TASK INSTRUCTIONS ->
According to the Sonic history text, how much money did Sonic customers vote on allocating each autumn through Limeades for Learning?

SELECTED TEXT ->
In 2009, Sonic partnered with DonorsChoose.org on a collaborative effort, Limeades for Learning, the chain's first systemwide cause marketing initiative. Public school teachers request needed supplies and materials and Sonic customers vote on how to allocate over $500,000 each autumn. In the first seven years of the program, Sonic and its franchisees donated more than $6 million and impacted learning for more than 349,000 students nationwide.

In September 2009, Omar Janjua joined the company as president of its restaurant operating subsidiary, Sonic Restaurants, Inc. and left in 2015.

Despite growth into new markets outside their traditional footprint, the company was hit hard by the recession of 2008–2009. In 2009, the brand had multiple quarters of declines in same-store sales. Plans to bring Sonic to Alaska had not yet come to fruition. On October 26, 2015, Sonic opened its first Rhode Island location in Smithfield, reporting to have received 500 orders on its opening day. In the mid-2010s, the company began a refranchising effort and began to add to its numbers of stores again.

2010s
In January 2010, Sonic announced that they would begin switching to cage-free eggs, gestation crate-free pork, and chickens killed using controlled-atmosphere stunning methods instead of traditional shackling and water-stunning.

Sonic reformulated its soft-serve ice cream to meet the FDA guidelines that define what constitutes real ice cream and introduced Real Ice Cream on May 17, 2010. Several new hot dog items were also introduced in June 2010 and February 2011.

Craig Miller was hired as chief information officer in January 2012. In June 2010, Danielle Vona was hired as chief marketing officer.

EXTRACTED INFORMATION ->
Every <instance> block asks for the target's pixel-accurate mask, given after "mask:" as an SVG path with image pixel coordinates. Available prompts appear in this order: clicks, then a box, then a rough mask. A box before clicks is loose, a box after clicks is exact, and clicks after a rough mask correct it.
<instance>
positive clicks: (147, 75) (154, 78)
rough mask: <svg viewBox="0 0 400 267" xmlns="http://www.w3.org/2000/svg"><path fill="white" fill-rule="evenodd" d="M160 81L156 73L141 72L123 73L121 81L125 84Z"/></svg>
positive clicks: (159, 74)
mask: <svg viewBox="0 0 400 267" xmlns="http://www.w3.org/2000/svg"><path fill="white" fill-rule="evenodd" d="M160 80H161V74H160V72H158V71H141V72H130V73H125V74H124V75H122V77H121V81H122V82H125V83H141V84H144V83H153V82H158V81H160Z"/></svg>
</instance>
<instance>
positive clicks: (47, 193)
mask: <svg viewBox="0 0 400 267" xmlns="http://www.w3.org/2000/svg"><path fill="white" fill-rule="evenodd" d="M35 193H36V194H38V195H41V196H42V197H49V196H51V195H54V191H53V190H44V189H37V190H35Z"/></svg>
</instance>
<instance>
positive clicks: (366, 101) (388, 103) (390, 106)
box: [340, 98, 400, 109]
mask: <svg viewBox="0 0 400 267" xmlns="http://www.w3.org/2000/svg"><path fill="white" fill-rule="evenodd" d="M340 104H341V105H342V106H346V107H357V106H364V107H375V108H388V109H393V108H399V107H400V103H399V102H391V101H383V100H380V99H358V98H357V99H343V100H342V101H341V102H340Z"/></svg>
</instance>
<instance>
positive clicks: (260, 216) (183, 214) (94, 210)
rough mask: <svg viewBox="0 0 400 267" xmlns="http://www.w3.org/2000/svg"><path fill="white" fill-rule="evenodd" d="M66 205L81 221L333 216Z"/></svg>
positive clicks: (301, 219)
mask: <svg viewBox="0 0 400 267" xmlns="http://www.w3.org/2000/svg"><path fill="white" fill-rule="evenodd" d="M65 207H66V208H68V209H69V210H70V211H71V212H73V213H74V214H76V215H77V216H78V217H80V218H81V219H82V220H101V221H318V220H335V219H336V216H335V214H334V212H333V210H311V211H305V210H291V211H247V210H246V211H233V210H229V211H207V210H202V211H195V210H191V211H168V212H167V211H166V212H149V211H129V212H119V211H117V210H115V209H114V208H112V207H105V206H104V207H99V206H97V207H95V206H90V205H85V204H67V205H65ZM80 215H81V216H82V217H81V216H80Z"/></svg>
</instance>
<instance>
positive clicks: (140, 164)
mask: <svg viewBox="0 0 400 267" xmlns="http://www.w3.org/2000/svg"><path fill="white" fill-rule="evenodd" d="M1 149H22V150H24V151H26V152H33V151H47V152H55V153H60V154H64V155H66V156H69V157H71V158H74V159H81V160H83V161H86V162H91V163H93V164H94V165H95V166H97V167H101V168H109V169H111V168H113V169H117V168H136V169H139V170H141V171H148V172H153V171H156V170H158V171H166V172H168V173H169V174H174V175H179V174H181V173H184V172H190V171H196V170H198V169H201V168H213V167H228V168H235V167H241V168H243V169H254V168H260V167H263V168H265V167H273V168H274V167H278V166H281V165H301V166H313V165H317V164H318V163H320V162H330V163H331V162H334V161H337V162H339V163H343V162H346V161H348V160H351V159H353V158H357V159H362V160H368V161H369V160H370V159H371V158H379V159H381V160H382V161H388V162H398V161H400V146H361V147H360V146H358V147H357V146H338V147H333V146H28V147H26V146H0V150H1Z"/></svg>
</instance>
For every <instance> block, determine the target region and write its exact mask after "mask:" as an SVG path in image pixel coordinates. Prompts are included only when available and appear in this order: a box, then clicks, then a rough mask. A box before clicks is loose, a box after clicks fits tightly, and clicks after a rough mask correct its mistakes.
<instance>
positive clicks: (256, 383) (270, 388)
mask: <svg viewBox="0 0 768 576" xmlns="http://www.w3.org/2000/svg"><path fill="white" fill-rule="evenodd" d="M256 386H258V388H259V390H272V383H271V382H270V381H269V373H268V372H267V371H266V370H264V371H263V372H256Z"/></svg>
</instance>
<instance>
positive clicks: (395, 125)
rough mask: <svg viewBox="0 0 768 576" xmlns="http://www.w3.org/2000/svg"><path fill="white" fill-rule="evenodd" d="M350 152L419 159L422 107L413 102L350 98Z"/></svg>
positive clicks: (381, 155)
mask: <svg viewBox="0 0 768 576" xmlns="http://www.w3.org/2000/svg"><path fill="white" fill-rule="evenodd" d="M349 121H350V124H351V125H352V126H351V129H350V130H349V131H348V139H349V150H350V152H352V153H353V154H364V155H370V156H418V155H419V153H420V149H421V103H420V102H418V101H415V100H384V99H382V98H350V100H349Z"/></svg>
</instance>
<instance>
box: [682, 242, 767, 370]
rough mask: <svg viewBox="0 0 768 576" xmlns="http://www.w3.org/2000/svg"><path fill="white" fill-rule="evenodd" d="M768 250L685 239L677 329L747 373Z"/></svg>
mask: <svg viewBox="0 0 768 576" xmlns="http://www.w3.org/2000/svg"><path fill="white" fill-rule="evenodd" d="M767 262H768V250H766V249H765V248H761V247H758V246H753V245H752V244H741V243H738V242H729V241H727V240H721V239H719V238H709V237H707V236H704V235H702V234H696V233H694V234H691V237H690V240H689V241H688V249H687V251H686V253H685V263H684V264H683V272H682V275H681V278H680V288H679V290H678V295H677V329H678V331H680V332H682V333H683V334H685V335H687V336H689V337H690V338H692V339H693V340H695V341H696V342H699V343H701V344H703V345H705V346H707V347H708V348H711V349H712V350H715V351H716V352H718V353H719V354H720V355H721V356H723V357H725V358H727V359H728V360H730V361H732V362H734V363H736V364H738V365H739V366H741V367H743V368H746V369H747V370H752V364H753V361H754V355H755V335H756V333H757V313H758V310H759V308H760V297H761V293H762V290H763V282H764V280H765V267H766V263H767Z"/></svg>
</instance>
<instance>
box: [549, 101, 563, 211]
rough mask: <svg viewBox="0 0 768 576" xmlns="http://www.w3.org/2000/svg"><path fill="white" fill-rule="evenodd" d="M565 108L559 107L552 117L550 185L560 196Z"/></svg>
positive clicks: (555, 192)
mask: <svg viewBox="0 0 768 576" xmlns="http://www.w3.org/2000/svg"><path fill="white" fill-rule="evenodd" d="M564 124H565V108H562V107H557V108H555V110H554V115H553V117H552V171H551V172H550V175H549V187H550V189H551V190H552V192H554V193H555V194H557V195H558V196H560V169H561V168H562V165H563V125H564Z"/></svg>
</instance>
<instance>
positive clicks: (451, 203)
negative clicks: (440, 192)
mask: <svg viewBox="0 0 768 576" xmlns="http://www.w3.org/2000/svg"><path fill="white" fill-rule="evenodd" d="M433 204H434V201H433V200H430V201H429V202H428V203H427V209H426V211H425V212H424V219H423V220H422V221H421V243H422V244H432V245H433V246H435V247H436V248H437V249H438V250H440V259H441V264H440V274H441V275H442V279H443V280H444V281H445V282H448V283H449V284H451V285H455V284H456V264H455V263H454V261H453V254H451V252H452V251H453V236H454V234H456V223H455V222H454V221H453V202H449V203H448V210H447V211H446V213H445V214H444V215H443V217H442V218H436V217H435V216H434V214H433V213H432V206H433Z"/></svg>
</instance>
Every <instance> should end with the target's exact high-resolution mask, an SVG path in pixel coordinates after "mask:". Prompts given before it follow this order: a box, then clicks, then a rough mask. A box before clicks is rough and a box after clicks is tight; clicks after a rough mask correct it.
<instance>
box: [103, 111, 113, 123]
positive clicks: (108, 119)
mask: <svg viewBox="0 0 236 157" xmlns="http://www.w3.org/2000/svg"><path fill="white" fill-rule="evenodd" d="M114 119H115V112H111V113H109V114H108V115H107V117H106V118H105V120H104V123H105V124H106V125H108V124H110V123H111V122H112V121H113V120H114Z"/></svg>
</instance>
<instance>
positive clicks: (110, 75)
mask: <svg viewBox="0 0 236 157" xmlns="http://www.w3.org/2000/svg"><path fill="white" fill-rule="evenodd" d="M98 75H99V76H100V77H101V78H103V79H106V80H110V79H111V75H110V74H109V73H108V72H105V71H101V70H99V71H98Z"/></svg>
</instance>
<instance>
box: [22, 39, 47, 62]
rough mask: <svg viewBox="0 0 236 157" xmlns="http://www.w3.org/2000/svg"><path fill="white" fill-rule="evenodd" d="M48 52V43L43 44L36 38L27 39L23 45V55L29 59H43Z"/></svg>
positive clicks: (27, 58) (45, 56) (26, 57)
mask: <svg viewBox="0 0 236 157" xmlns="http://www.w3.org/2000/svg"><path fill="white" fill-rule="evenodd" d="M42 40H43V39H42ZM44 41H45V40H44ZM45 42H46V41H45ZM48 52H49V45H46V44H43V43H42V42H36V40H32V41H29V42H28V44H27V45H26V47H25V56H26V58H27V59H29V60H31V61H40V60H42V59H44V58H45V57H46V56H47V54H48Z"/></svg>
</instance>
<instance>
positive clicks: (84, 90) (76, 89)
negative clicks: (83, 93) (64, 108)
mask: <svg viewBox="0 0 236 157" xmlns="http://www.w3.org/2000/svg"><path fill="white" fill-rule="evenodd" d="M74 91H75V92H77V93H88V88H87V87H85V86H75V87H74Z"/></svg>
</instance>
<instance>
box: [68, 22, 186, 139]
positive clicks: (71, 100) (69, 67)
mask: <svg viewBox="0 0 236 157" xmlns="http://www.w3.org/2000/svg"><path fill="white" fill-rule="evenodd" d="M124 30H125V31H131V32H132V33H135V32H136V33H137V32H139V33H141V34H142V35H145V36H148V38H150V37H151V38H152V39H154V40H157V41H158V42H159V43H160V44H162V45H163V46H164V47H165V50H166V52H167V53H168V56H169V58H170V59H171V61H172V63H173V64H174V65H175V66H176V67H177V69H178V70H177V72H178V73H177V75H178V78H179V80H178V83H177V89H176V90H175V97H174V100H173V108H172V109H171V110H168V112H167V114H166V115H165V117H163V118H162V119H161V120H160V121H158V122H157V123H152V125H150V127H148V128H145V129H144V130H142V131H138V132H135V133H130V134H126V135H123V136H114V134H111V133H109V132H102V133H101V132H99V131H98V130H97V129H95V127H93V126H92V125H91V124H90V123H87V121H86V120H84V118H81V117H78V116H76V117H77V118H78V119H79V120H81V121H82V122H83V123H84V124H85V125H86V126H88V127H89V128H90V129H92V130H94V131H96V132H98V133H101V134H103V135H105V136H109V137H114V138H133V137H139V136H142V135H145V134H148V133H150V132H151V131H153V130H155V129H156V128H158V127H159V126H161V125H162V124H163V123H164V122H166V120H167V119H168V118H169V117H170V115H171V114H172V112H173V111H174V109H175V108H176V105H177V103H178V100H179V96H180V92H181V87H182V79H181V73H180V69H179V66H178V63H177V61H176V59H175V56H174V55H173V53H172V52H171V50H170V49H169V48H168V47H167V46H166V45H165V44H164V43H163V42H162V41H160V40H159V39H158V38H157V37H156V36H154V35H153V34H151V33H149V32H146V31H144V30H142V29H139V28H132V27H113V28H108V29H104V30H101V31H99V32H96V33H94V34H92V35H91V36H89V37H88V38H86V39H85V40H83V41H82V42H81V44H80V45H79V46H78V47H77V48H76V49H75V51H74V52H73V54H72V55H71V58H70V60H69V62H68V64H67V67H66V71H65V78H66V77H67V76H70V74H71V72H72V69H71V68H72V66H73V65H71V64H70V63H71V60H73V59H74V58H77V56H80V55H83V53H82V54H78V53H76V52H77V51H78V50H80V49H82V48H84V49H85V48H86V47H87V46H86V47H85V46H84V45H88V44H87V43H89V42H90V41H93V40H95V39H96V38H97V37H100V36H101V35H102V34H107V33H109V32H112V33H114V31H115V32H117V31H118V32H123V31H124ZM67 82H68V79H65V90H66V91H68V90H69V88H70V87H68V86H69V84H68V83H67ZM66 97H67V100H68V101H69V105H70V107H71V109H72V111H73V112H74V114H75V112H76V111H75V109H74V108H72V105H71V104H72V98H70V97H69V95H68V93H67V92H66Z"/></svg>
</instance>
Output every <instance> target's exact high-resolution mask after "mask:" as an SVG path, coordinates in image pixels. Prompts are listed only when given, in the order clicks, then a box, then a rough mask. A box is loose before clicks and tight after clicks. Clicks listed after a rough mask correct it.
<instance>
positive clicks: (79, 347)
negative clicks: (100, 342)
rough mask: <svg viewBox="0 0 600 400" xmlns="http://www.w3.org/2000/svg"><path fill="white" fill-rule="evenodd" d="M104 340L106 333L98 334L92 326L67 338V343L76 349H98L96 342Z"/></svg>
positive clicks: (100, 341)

RESPONSE BELOW ->
Over $500,000.